• _THE TASKS_:
a) Translate this sentence from the passage on Spry's conviction into Spanish: "Spry argues that the evidence cannot support his conviction for two reasons."
b) Please restate the passage on Spry's conviction starting at "Spry was convicted" and ending at "for two reasons.", swapping "defendant" for "accused".
c) Extend the passage on Spry's conviction past its final sentence.

• _SOURCE EXCERPT_:
● ● ●

Spry was convicted under Minn. Stat. § 609.855, subd. 2(a), which requires the state to prove beyond a reasonable doubt that the defendant "intentionally commit[ted] an act that interferes with or obstructs, or tends to interfere with or obstruct, the operation of a transit vehicle." Spry argues that the evidence cannot support his conviction for two reasons.

First, Spry contends that the video evidence showed a light-rail train freely moving when he was on the tracks and, because officers quickly removed him from the tracks, the state failed to prove that he interfered with the operation of a transit vehicle. Spry relies on the surveillance video and Lor's testimony that the trains did not stop. Spry is correct that the surveillance video shows a southbound light-rail train moving as he walks alongside the track. And Lor testified, while watching the surveillance video, that the trains "were not stopped yet." Lor also testified that the trains were stopped for 27 minutes.

● ● ●

• _EXTRACTED ENTRIES_:
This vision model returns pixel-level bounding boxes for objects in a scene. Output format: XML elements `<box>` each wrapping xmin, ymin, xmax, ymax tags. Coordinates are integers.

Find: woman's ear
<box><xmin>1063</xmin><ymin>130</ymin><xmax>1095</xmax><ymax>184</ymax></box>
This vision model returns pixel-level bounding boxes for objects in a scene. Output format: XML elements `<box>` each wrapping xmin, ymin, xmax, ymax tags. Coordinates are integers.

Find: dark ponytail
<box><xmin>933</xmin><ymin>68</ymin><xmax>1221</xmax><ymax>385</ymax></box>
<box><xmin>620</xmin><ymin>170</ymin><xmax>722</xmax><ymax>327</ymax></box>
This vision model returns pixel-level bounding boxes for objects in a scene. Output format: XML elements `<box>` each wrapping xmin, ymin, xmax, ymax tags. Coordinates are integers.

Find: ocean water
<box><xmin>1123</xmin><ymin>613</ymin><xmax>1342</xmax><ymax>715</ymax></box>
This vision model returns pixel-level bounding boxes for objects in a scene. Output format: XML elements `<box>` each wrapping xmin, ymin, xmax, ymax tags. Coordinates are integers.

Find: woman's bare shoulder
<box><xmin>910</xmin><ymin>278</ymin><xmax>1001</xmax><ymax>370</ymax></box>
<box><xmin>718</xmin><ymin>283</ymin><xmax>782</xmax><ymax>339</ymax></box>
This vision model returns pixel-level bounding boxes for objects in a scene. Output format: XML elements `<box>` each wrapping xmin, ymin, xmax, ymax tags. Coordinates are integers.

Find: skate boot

● ● ●

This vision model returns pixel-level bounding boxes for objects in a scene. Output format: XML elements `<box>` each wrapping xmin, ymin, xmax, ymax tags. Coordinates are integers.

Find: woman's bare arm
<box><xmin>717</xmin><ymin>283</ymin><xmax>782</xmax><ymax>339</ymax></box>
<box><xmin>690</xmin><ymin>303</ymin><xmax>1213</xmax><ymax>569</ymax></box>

● ● ●

• _EXPECTED RESPONSES_:
a) Spry sostiene que las pruebas no pueden sustentar su condena por dos razones.

b)
Spry was convicted under Minn. Stat. § 609.855, subd. 2(a), which requires the state to prove beyond a reasonable doubt that the accused "intentionally commit[ted] an act that interferes with or obstructs, or tends to interfere with or obstruct, the operation of a transit vehicle." Spry argues that the evidence cannot support his conviction for two reasons.

c)
We are not persuaded by Spry's argument. The first squad video, which recorded events at about the time Spry was arrested, shows a different train slowing to a stop and remaining stopped for at least 20 minutes. Thus, the surveillance video does not conflict with the first squad video, as the videos depict different times and different trains. Even if we assume that the two videos conflict, on appellate review, we view the evidence in a light favorable to the jury's verdict and do not second-guess the jury's role in weighing the evidence. See Webb, 440 N.W.2d at 430.

Second, Spry argues that Lor's testimony about the 27-minute delay cannot support the conviction. Lor agreed on cross-examination that she had no personal knowledge about how long train movement was suspended. Lor explained that she relied on information relayed to her by the rail transit-control center. Spry did not object to Lor's lack of personal knowledge during trial, but argues that this court cannot rely on the testimony about the 27-minute delay.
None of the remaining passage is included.